Every record here should be printed again exactly.

* begin *

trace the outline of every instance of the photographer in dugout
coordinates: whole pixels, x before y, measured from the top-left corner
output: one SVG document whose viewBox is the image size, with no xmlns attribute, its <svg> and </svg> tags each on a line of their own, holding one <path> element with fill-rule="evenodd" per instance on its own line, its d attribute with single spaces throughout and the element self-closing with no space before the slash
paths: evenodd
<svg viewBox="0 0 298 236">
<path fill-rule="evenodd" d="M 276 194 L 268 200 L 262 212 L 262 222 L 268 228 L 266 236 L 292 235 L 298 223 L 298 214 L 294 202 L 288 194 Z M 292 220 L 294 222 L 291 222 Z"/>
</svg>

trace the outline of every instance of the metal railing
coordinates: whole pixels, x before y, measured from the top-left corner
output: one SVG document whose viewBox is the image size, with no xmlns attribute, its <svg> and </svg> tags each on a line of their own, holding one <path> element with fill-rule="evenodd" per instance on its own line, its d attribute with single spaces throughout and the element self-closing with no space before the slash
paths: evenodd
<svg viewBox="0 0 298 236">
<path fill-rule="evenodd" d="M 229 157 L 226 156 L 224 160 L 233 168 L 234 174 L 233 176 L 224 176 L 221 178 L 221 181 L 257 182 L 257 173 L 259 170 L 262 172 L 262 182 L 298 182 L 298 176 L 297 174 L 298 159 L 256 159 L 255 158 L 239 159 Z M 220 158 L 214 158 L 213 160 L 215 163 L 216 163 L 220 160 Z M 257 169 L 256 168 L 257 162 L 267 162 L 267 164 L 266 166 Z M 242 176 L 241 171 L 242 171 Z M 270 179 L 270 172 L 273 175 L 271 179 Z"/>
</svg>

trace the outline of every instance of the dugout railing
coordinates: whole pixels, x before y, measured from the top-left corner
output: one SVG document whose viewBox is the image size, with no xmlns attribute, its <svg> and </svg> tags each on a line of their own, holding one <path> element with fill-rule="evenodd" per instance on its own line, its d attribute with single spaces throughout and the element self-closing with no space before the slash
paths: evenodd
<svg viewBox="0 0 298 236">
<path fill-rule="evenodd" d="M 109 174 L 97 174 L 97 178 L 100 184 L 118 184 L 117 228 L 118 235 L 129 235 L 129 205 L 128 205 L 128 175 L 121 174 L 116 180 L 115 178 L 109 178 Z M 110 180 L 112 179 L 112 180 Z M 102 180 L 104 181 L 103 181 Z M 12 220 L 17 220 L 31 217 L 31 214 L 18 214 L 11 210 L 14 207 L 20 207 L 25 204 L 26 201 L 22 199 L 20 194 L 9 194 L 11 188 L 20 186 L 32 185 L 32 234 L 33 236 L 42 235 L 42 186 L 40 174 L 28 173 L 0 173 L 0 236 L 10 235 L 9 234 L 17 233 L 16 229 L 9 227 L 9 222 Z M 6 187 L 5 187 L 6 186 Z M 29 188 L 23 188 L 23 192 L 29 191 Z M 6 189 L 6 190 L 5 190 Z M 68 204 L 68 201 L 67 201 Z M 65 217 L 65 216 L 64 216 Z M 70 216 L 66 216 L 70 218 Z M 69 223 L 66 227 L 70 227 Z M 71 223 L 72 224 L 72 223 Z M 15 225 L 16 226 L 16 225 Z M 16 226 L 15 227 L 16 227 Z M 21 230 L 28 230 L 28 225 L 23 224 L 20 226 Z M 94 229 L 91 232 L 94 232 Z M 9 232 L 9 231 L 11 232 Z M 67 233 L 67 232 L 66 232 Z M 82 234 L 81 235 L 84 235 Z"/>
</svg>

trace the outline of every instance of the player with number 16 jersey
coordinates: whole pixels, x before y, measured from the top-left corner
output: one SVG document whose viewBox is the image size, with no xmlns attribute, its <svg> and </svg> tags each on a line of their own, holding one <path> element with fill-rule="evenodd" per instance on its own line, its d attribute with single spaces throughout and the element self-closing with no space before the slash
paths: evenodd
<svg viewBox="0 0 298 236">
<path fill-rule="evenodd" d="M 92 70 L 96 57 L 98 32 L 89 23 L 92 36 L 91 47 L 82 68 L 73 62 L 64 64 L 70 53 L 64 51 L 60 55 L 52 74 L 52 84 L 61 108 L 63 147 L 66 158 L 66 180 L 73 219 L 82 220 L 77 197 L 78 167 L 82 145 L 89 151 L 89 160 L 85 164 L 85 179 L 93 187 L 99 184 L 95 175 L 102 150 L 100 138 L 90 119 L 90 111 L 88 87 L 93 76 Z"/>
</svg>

* end *

• **Result of the exercise**:
trace the outline of every instance of the photographer in dugout
coordinates: whole pixels, x before y, measured from the top-left corner
output: one SVG document whose viewBox is the image size, with no xmlns attribute, its <svg> and </svg> tags each on a line of their own, holding one <path> element with fill-rule="evenodd" per instance on its own line, its d attribute with single spaces throughout and the element self-closing with no space before the slash
paths: evenodd
<svg viewBox="0 0 298 236">
<path fill-rule="evenodd" d="M 276 194 L 268 200 L 262 212 L 262 222 L 268 228 L 266 236 L 292 235 L 298 223 L 298 214 L 294 202 L 288 194 Z M 292 220 L 294 222 L 291 222 Z"/>
</svg>

trace the outline of every instance of the metal railing
coordinates: whole pixels, x before y, measured from the top-left corner
output: one SVG document whose viewBox is the image size, with no xmlns attribute, its <svg> and </svg> tags each on a line of their own, holding one <path> element with fill-rule="evenodd" per instance on its own line, its d attribute with single spaces throughout and the element self-closing with no space before the slash
paths: evenodd
<svg viewBox="0 0 298 236">
<path fill-rule="evenodd" d="M 229 157 L 226 156 L 224 160 L 233 168 L 234 174 L 233 176 L 224 176 L 221 178 L 221 181 L 257 182 L 257 173 L 259 170 L 262 172 L 262 182 L 298 182 L 298 176 L 297 174 L 298 159 L 256 159 L 255 158 L 239 159 Z M 220 158 L 214 158 L 213 160 L 215 163 L 216 163 L 220 160 Z M 257 169 L 256 168 L 257 162 L 267 162 L 267 164 L 266 166 Z M 242 176 L 241 171 L 242 171 Z M 270 179 L 270 172 L 273 175 L 271 179 Z"/>
</svg>

trace the outline of every instance of the dugout railing
coordinates: whole pixels, x before y, measured from the top-left corner
output: one SVG document whose viewBox is the image size, with no xmlns attribute, its <svg> and </svg> tags each on a line of their own, holding one <path> element with fill-rule="evenodd" per instance on its own line, its d attribute with single spaces throughout and the element self-closing with no space before the slash
paths: evenodd
<svg viewBox="0 0 298 236">
<path fill-rule="evenodd" d="M 109 174 L 97 174 L 97 178 L 100 184 L 118 184 L 117 228 L 118 235 L 129 235 L 129 205 L 128 205 L 128 175 L 121 174 L 116 180 L 115 178 L 109 178 Z M 110 180 L 112 179 L 112 180 Z M 102 180 L 104 181 L 103 181 Z M 12 220 L 17 220 L 31 217 L 31 214 L 18 214 L 11 210 L 14 207 L 20 207 L 25 204 L 26 201 L 22 199 L 20 194 L 9 194 L 11 188 L 20 186 L 32 185 L 32 234 L 33 236 L 42 235 L 42 186 L 40 174 L 28 173 L 0 173 L 0 236 L 10 235 L 9 234 L 17 233 L 16 229 L 9 227 L 9 222 Z M 6 187 L 5 187 L 6 186 Z M 29 188 L 23 188 L 23 192 L 29 191 Z M 6 189 L 6 190 L 5 190 Z M 68 204 L 68 201 L 67 201 Z M 65 217 L 65 216 L 64 216 Z M 70 216 L 66 216 L 70 218 Z M 69 223 L 66 227 L 70 227 Z M 71 223 L 72 224 L 72 223 Z M 15 225 L 16 226 L 16 225 Z M 16 226 L 15 227 L 16 227 Z M 21 230 L 28 230 L 28 225 L 23 224 L 20 226 Z M 94 229 L 91 232 L 94 232 Z M 9 232 L 9 231 L 11 232 Z M 67 233 L 67 232 L 66 232 Z M 82 234 L 81 235 L 84 235 Z"/>
</svg>

trace the outline of every instance of the player with number 16 jersey
coordinates: whole pixels, x before y, measured from the top-left corner
output: one SVG document whose viewBox is the image size, with no xmlns attribute, its <svg> and </svg> tags each on a line of their own, holding one <path> element with fill-rule="evenodd" per instance on its own line, its d attribute with single spaces throughout and the element self-closing with no space before the slash
paths: evenodd
<svg viewBox="0 0 298 236">
<path fill-rule="evenodd" d="M 92 70 L 96 57 L 98 32 L 89 23 L 92 36 L 91 47 L 82 68 L 73 62 L 64 64 L 70 53 L 64 51 L 60 55 L 52 74 L 52 84 L 61 108 L 63 147 L 66 158 L 66 180 L 73 219 L 82 220 L 77 197 L 78 167 L 82 145 L 89 151 L 89 160 L 85 164 L 85 179 L 93 187 L 99 184 L 95 175 L 102 150 L 100 138 L 90 119 L 90 111 L 88 87 L 93 76 Z"/>
</svg>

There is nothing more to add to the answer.